Direction 1:
Copy the comment thread on solar power and power bills in the Virgin Islands in full, unchanged.

[begin Reading text]

Unfortunately, Nanosolar's 1st year of production is already spoken for but this is just the beginning of what will be world changing technology.
Go take a valium or see a shrink or something...you've got a bit of a rage problem.
Hello, very good points for both sides, just a side note, I have lived on Puerto Rico this last year and solar water heaters are big! They are permanently mounted to with stand hurricanes, Plexiglas, not glass, I went to a trade show and found complete units very reasonable. As a general contractor I have repaired many a unit because people buy from chains such as Home Depot, which pay their technicians $5.00 and hour and let me say this without argument, you get what you pay for! A 5.00 crappy job.
It is good to see people thinking of change, that ,I'm mad and not going to take it any more attitude is fine by me, only if enough people get mad and say enough! can change be brought about.
I will be moving to STT by Jan 1st and I have already come to terms with WAPAs monopoly. What do I intend to due personally? Use as little electricity as possible, be as absolute energy conscience as humanly possible, give them as little of my money as i have to.
Oh and keep energy in mind when it comes time to vote!
Peace and Prosperity for all in 2008!
Have to agree with Beachy. It is frustrating to have people tell us how we can improve our lives who don't live in the VI. I call it the missionary syndrome - folks who want to come help the poor, ignorant natives. Many have good ideas and good intentions. But get here and live here for a while before you start to advocate specific changes.
Amen, Linda & Beachy! Do you actually think we LIKE paying the outrageous WAPA bills? I'm sure most of us who do pay the extortionate rates know very well how to conserve as much as possible - much more than Statesiders who turn on the A/C once it gets to 70° outside.
"Condo's could even have a collective grid feeding multiple units. I'm sensing a business opportunity. "

[end Reading text]
[begin Source data]

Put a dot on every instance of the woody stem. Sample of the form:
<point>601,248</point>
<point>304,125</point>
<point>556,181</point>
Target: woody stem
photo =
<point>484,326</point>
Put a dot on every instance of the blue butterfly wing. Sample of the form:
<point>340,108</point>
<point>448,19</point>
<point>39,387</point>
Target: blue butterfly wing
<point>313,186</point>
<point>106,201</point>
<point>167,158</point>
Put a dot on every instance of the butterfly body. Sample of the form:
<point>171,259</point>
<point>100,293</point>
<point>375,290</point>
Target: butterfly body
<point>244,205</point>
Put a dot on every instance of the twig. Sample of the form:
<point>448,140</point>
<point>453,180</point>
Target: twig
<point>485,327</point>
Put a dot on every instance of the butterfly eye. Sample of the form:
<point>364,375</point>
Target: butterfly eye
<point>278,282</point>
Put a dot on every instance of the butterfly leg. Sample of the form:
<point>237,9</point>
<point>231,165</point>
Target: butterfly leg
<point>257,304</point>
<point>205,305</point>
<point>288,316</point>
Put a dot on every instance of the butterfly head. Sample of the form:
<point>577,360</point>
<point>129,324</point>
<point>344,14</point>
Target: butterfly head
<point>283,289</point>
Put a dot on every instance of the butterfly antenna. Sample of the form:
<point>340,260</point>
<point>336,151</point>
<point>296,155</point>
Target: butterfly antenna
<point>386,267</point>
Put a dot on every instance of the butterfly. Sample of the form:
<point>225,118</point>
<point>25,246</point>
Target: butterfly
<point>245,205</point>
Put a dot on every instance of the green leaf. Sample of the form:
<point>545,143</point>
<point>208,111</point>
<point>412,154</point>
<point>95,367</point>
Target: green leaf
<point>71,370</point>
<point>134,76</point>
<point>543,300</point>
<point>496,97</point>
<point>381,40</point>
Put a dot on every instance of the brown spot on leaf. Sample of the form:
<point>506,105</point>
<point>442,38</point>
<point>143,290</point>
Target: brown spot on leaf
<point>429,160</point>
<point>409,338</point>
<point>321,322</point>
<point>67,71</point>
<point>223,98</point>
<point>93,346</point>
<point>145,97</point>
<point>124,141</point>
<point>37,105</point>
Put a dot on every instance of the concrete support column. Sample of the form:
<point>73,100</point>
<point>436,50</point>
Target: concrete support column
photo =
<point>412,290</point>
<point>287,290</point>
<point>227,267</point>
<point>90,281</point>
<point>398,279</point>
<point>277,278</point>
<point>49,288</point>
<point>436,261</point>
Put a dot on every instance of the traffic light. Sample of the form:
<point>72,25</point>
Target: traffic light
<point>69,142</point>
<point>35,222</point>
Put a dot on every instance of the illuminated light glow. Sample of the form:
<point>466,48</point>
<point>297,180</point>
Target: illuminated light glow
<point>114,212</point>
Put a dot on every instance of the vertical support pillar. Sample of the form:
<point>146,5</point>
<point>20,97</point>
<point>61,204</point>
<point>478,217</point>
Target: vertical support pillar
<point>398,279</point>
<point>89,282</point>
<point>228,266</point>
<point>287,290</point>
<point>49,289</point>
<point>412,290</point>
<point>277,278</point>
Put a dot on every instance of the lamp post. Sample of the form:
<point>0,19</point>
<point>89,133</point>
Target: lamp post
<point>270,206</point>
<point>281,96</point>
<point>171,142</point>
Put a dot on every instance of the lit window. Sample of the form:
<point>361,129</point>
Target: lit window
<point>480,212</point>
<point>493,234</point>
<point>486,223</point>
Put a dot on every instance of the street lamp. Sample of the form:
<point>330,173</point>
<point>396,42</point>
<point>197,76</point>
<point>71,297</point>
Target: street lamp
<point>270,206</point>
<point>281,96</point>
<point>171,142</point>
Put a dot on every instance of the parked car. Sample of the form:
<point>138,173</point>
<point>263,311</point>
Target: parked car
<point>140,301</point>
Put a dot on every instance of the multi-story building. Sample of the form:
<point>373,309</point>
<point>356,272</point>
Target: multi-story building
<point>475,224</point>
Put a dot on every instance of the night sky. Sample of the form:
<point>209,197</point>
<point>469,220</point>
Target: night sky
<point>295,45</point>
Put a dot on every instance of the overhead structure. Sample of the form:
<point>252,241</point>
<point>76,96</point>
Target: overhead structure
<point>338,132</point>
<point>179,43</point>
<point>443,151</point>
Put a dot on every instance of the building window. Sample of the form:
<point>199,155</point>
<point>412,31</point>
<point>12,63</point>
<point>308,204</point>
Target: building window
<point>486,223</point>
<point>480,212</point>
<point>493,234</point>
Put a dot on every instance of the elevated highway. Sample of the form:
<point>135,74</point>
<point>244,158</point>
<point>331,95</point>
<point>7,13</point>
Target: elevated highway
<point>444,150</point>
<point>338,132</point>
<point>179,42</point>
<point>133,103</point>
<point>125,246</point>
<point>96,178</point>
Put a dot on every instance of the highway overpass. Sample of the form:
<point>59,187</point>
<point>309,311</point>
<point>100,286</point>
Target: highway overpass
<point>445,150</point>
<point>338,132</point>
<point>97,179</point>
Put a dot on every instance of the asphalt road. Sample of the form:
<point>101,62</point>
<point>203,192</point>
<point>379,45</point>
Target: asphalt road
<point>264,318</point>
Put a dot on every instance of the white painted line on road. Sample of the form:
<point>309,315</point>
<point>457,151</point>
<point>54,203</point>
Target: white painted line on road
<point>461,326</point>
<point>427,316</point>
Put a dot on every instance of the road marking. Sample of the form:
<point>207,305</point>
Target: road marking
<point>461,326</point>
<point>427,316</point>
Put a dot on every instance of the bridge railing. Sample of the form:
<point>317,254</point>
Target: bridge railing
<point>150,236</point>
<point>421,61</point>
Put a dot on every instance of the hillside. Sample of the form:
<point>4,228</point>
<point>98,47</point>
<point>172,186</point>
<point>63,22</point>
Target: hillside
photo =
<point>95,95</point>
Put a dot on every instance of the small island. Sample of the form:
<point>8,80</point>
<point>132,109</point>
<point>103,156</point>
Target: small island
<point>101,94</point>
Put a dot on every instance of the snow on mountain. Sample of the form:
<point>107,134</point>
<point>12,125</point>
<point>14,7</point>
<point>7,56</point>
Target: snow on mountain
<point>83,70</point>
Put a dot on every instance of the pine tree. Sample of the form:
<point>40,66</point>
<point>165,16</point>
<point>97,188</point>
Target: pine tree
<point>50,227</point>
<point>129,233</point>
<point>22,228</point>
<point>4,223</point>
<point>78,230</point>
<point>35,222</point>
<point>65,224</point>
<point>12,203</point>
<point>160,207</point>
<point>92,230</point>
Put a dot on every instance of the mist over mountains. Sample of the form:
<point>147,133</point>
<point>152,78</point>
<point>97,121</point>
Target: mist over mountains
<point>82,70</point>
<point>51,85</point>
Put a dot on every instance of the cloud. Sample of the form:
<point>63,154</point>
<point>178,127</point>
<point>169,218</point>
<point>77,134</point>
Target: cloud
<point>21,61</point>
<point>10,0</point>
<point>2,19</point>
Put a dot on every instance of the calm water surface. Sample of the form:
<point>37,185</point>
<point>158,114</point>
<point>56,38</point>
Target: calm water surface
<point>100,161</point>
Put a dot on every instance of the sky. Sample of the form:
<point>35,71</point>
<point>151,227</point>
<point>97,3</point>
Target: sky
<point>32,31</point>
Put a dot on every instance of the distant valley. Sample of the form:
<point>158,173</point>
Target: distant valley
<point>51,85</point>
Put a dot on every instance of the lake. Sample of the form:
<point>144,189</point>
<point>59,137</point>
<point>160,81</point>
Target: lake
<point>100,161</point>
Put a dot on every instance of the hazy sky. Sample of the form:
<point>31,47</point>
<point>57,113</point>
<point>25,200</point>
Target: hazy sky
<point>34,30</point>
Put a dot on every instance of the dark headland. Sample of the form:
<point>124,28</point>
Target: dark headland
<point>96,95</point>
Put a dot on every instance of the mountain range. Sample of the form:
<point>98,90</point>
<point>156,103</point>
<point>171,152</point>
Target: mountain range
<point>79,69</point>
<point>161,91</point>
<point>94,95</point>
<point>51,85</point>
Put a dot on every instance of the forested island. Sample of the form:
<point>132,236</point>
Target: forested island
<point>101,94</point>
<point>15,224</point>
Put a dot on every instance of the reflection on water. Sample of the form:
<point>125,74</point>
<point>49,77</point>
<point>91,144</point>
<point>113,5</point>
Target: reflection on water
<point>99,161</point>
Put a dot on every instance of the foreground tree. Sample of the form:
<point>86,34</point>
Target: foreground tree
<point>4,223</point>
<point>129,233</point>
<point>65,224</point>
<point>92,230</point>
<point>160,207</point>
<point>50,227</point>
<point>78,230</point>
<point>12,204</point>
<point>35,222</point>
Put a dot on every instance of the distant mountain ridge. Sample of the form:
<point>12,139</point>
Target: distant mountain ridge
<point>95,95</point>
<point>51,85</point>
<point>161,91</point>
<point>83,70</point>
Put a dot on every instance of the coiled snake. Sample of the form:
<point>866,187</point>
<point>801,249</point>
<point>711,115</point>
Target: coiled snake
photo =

[end Source data]

Direction 2:
Shift every coordinate in the answer points up by 132 and write out the records again, requests included, starting with the line with "Put a dot on every instance of the cloud." and going on through the line with "<point>96,95</point>". Give only those lines.

Exercise solution 1:
Unfortunately, Nanosolar's 1st year of production is already spoken for but this is just the beginning of what will be world changing technology.
Go take a valium or see a shrink or something...you've got a bit of a rage problem.
Hello, very good points for both sides, just a side note, I have lived on Puerto Rico this last year and solar water heaters are big! They are permanently mounted to with stand hurricanes, Plexiglas, not glass, I went to a trade show and found complete units very reasonable. As a general contractor I have repaired many a unit because people buy from chains such as Home Depot, which pay their technicians $5.00 and hour and let me say this without argument, you get what you pay for! A 5.00 crappy job.
It is good to see people thinking of change, that ,I'm mad and not going to take it any more attitude is fine by me, only if enough people get mad and say enough! can change be brought about.
I will be moving to STT by Jan 1st and I have already come to terms with WAPAs monopoly. What do I intend to due personally? Use as little electricity as possible, be as absolute energy conscience as humanly possible, give them as little of my money as i have to.
Oh and keep energy in mind when it comes time to vote!
Peace and Prosperity for all in 2008!
Have to agree with Beachy. It is frustrating to have people tell us how we can improve our lives who don't live in the VI. I call it the missionary syndrome - folks who want to come help the poor, ignorant natives. Many have good ideas and good intentions. But get here and live here for a while before you start to advocate specific changes.
Amen, Linda & Beachy! Do you actually think we LIKE paying the outrageous WAPA bills? I'm sure most of us who do pay the extortionate rates know very well how to conserve as much as possible - much more than Statesiders who turn on the A/C once it gets to 70° outside.
"Condo's could even have a collective grid feeding multiple units. I'm sensing a business opportunity. "

Exercise solution 2:
Put a dot on every instance of the cloud. Sample of the form:
<point>63,154</point>
<point>178,127</point>
<point>169,218</point>
<point>77,134</point>
Target: cloud
<point>153,193</point>
<point>142,132</point>
<point>134,151</point>
Put a dot on every instance of the calm water surface. Sample of the form:
<point>37,185</point>
<point>158,114</point>
<point>56,38</point>
Target: calm water surface
<point>232,293</point>
Put a dot on every instance of the sky. Sample of the form:
<point>35,71</point>
<point>151,227</point>
<point>97,3</point>
Target: sky
<point>164,163</point>
Put a dot on every instance of the distant valley. Sample of the form:
<point>158,173</point>
Target: distant valley
<point>183,217</point>
Put a dot on every instance of the lake. Sample of the form:
<point>144,189</point>
<point>59,137</point>
<point>160,81</point>
Target: lake
<point>232,293</point>
Put a dot on every instance of the hazy sky. Sample of the form:
<point>31,47</point>
<point>57,113</point>
<point>25,200</point>
Target: hazy sky
<point>166,162</point>
Put a dot on every instance of the dark headland. Sample of the form:
<point>124,28</point>
Target: dark headland
<point>228,227</point>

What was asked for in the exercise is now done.